[Activity]
Whenever a line in this data holds the word "each", report that line in full.

----- Material provided -----

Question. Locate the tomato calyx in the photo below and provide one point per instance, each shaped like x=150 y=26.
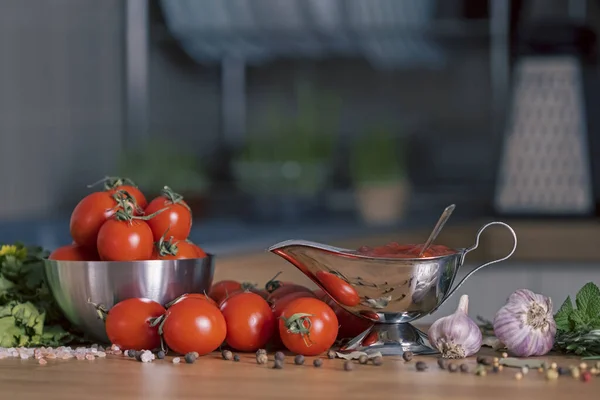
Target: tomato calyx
x=299 y=324
x=173 y=197
x=100 y=310
x=113 y=182
x=273 y=284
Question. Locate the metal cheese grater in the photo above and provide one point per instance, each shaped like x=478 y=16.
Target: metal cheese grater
x=545 y=167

-----

[Result for this task]
Question. Locate the tomato calyx in the photo below and provide one point per instance, each shaped like x=150 y=26.
Question. Locate the metal cheese grater in the photo above and provide one point per instance, each shaped like x=478 y=16.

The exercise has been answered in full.